- WHAT THE TASK ASKS
Keeping every character as it is, transcribe the entries below.
★ ★ ★
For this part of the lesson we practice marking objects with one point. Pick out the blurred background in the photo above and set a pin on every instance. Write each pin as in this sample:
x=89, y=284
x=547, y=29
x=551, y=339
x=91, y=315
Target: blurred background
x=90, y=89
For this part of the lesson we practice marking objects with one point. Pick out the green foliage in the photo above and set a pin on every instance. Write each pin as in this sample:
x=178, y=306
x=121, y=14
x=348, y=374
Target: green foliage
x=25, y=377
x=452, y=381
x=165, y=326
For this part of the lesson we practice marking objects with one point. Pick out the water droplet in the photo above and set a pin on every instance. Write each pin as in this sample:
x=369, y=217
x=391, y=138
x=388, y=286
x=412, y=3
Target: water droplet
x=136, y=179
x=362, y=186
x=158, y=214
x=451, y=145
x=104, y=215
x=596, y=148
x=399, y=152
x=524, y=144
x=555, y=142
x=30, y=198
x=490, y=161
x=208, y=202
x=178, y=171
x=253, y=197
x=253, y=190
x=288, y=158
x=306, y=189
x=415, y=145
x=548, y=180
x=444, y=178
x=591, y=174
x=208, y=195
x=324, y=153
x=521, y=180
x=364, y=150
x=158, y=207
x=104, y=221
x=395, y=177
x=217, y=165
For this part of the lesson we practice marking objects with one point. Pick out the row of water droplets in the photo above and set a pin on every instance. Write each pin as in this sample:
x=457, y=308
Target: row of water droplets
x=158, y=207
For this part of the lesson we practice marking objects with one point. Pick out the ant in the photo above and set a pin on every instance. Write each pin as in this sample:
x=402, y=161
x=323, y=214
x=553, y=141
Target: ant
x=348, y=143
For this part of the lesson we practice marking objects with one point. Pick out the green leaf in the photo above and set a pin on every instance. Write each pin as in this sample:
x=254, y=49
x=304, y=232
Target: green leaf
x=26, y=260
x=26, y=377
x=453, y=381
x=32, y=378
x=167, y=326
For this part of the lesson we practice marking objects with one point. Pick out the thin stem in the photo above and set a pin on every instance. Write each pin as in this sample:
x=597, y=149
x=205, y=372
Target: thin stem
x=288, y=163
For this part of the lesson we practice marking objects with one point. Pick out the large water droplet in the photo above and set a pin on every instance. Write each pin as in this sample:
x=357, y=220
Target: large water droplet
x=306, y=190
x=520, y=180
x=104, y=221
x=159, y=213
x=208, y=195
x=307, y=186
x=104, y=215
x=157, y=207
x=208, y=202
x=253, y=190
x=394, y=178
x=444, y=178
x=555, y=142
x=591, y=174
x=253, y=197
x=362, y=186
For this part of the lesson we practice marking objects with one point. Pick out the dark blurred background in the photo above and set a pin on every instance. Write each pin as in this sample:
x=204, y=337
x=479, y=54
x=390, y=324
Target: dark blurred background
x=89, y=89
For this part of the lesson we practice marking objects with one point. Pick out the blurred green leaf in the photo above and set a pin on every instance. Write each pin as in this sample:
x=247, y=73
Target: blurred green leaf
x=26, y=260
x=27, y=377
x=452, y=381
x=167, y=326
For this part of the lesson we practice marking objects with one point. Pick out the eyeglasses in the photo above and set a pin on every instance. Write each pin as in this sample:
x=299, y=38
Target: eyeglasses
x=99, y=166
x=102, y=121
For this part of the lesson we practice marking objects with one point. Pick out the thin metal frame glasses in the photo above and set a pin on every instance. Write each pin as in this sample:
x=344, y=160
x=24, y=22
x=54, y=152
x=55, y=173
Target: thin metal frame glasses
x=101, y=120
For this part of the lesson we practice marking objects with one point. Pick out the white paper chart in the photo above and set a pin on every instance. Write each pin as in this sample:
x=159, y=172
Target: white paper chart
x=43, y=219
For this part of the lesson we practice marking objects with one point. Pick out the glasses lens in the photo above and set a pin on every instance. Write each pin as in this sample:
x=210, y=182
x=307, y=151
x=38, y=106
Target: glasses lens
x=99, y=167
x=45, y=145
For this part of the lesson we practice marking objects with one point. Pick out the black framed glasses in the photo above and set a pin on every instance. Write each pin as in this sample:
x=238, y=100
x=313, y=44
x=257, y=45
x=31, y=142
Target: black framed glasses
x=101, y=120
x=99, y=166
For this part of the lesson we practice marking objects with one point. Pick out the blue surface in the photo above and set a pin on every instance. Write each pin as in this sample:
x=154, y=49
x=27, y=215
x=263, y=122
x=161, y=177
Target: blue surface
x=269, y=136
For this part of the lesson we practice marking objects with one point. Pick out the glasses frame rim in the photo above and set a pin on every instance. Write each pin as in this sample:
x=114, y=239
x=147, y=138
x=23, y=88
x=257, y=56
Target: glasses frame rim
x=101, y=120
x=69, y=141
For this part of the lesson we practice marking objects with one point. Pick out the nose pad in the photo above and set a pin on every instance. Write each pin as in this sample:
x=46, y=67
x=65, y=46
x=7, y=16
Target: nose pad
★ ★ ★
- WRITTEN ANSWER
For this part of the lesson we practice marking objects with one point. Pick out the blurred background in the photo above and set a pin on every instance. Write each pin as in this sample:
x=89, y=284
x=547, y=29
x=551, y=339
x=91, y=315
Target: blurred background
x=90, y=89
For this part of the lesson we practice marking objects with one point. Pick out the green foliage in the photo above and set a pin on every instance. Write each pin as in this sample:
x=178, y=306
x=121, y=14
x=348, y=374
Target: green foliage
x=25, y=377
x=452, y=381
x=165, y=326
For this part of the lesson we practice marking objects with one point. Pick out the water droplet in the photo above and set a pin on every instance. Write each pin as in this sample:
x=369, y=217
x=391, y=138
x=388, y=286
x=412, y=3
Target: water droplet
x=136, y=179
x=362, y=186
x=158, y=214
x=451, y=145
x=104, y=215
x=596, y=148
x=399, y=152
x=524, y=144
x=555, y=142
x=30, y=198
x=490, y=161
x=208, y=202
x=178, y=171
x=253, y=197
x=253, y=190
x=288, y=158
x=306, y=189
x=415, y=145
x=548, y=180
x=444, y=178
x=591, y=174
x=208, y=195
x=324, y=153
x=521, y=180
x=364, y=150
x=158, y=207
x=104, y=221
x=395, y=177
x=217, y=165
For this part of the lesson we practice marking objects with one point. Pick out the row of water droplets in the photo above and set a pin on every instance. Write each pin as in this sample:
x=457, y=308
Target: row of water droplets
x=158, y=207
For this part of the lesson we practice marking objects with one point. Pick out the ant in the photo above and set a pin on every instance. Write each pin as in this sample:
x=402, y=161
x=323, y=214
x=553, y=141
Target: ant
x=348, y=143
For this part of the lesson we practice marking objects with one point. Pick out the green leaf in the photo above and set a pin on every instance. Write each pin as in this sample:
x=254, y=49
x=304, y=232
Target: green leaf
x=26, y=260
x=26, y=377
x=453, y=381
x=32, y=378
x=167, y=326
For this part of the lesson we practice marking objects with one point. Pick out the thin stem in the photo above and set a pin on every instance. Write each pin as in this sample:
x=597, y=149
x=205, y=372
Target: thin stem
x=288, y=163
For this part of the lesson we practice marking objects with one point. Pick out the large water droplet in the photo above and set a pin on every instance. Write each pin as in this sample:
x=357, y=220
Target: large water droplet
x=306, y=190
x=520, y=180
x=104, y=221
x=159, y=213
x=208, y=195
x=307, y=186
x=104, y=215
x=157, y=207
x=208, y=202
x=253, y=190
x=394, y=178
x=444, y=178
x=555, y=142
x=591, y=174
x=253, y=197
x=362, y=186
For this part of the lesson we practice marking objects with one point. Pick out the dark blurred background in the photo above and set a pin on every instance. Write each pin as in this sample:
x=204, y=337
x=479, y=54
x=390, y=324
Target: dark blurred background
x=89, y=89
For this part of the lesson we practice marking objects with one point. Pick out the blurred green leaf in the photo above and set a pin on every instance. Write each pin as in this sample:
x=247, y=73
Target: blurred green leaf
x=26, y=260
x=27, y=377
x=452, y=381
x=167, y=326
For this part of the lesson we practice marking objects with one point. Pick out the eyeglasses in the photo above and set a pin on every instance. Write each pin as in this sample:
x=299, y=38
Target: eyeglasses
x=99, y=166
x=102, y=121
For this part of the lesson we practice marking objects with one point. Pick out the thin metal frame glasses in the photo above and set a pin on every instance. Write each pin as in this sample:
x=344, y=160
x=24, y=22
x=54, y=152
x=55, y=173
Target: thin metal frame glasses
x=101, y=120
For this part of the lesson we practice marking objects with one point. Pick out the white paper chart in the photo above and set a pin on every instance. Write each pin as in this sample:
x=159, y=172
Target: white paper chart
x=43, y=219
For this part of the lesson we practice marking objects with one point. Pick out the glasses lens in the photo above and set a pin on every instance. Write each pin as in this sample:
x=210, y=182
x=307, y=151
x=38, y=106
Target: glasses lens
x=99, y=167
x=45, y=145
For this part of the lesson we practice marking objects with one point. Pick out the black framed glasses in the photo above and set a pin on every instance. Write each pin as in this sample:
x=238, y=100
x=313, y=44
x=257, y=45
x=31, y=142
Target: black framed glasses
x=101, y=120
x=99, y=166
For this part of the lesson we practice marking objects with one point. Pick out the blue surface in the photo above and set a pin on every instance. Write each pin as in this sample:
x=154, y=49
x=27, y=215
x=263, y=122
x=161, y=177
Target: blue surface
x=269, y=136
For this part of the lesson we practice marking objects with one point. Pick out the glasses frame rim in the photo above and set a pin on every instance. Write each pin as in this sample:
x=114, y=239
x=147, y=138
x=23, y=88
x=257, y=56
Target: glasses frame rim
x=101, y=120
x=69, y=141
For this part of the lesson we practice marking objects with one point. Pick out the nose pad in the photo above and set a pin on every instance. Write each pin as in this sample:
x=46, y=67
x=65, y=46
x=7, y=16
Target: nose pad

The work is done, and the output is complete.